Selection =

Alumni Books
Spring 2023
Natural Beauty
Ling Ling Huang ’14
Penguin Random House, 2023
In Ling Ling Huang’s surreal and darkly humorous debut novel, “Natural Beauty,” the unnamed narrator abandons her budding career as a virtuoso pianist when her beloved immigrant parents are badly injured in an accident. To pay for their care, she takes a job at a high-end natural beauty and wellness store and there finds herself pulled into an increasingly horrific world that challenges her sense of agency and identity and gradually decays the well-being of herself and everyone around her. Huang is also a real-life virtuoso musician — although with the violin — whose parents immigrated to escape the Cultural Revolution in China. We spoke to Huang about the relationships between music and writing, writer and narrator, and beauty and authenticity.
What is the relationship between music and writing for you?
I don’t think I could do one without the other. I started writing short stories and poems to go with music for program notes. I found that came really easily because I always am visualizing things and seeing things in my mind when I’m playing. And then, when I’m writing, similarly, I love listening to classical music. So I do them in tandem, and I think they enrich each other. It’s an act of, almost, translation between the two.
What made you decide to satirize beauty and wellness?
After my time at Rice, I moved to New York, and before I could plug into the freelancing scene for music to make ends meet, I was working at a natural beauty and wellness store. I was selling $400 water filters to board members of the Whitney Museum of American Art and actresses and politicians. My first day, they gave me a gigantic golden spoon to dig out organic stone-ground coconut butter, and I was like, this is just a totally different world from anything I had ever been doing.

What to work on =
1) According to the interview, why did writing short stories and poems for program notes come easily to Huang?
2) Reproduce the part of the interview that opens with the words containing "After my time" and closes with "ever been doing.".

Entries shown =
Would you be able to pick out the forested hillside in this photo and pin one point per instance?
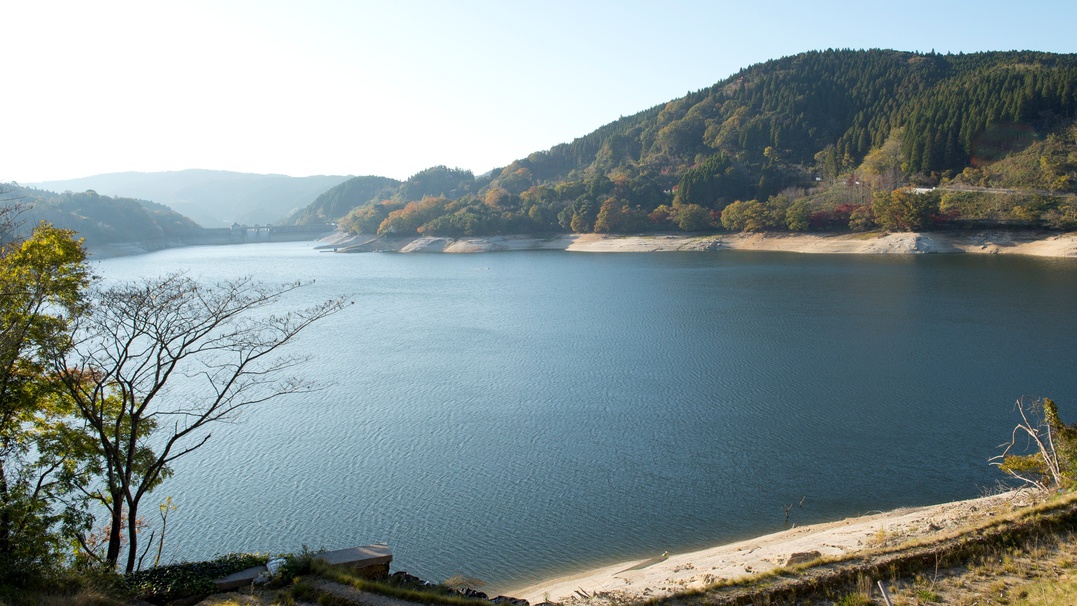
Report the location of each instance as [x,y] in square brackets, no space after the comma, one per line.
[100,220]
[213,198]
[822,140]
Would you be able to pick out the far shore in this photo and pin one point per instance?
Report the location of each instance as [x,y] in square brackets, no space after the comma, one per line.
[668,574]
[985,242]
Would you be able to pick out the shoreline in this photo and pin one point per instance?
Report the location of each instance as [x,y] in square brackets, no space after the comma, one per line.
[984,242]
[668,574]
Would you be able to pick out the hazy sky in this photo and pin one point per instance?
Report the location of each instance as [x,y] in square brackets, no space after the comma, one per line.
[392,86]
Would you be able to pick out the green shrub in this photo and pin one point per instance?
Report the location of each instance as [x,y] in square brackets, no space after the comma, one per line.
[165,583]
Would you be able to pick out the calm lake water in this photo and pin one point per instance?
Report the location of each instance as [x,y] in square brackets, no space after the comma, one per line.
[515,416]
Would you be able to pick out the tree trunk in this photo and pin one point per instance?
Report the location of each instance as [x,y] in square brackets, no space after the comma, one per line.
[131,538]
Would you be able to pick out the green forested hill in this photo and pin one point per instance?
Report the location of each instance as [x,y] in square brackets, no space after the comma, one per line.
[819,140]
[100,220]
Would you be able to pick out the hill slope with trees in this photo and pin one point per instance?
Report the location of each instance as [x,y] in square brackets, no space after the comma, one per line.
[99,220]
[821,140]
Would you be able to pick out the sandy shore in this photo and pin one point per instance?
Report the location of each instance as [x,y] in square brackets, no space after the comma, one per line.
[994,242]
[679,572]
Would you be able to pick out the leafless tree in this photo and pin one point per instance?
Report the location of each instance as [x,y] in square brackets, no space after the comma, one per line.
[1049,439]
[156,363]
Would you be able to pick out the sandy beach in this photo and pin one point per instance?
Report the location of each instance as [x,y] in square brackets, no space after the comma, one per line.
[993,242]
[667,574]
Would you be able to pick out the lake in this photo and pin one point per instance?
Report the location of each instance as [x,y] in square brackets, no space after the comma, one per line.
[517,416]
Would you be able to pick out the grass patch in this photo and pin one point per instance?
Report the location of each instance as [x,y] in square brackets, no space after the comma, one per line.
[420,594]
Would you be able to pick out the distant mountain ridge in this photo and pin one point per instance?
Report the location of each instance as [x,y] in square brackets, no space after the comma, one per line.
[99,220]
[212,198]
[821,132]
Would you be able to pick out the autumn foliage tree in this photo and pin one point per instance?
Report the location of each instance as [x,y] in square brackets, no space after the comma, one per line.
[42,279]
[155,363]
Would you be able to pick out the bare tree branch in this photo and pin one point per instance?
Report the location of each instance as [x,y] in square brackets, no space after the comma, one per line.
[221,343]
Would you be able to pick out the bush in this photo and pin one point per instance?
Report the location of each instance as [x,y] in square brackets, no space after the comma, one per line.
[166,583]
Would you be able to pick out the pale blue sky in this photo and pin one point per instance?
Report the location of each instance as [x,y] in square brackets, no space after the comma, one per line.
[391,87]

...

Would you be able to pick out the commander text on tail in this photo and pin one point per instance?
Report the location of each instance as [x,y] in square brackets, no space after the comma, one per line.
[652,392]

Answers to the problems =
1) It came easily because she is always visualizing things and seeing them in her mind while she plays music.

2)
After my time at Rice, I moved to New York, and before I could plug into the freelancing scene for music to make ends meet, I was working at a natural beauty and wellness store. I was selling $400 water filters to board members of the Whitney Museum of American Art and actresses and politicians. My first day, they gave me a gigantic golden spoon to dig out organic stone-ground coconut butter, and I was like, this is just a totally different world from anything I had ever been doing.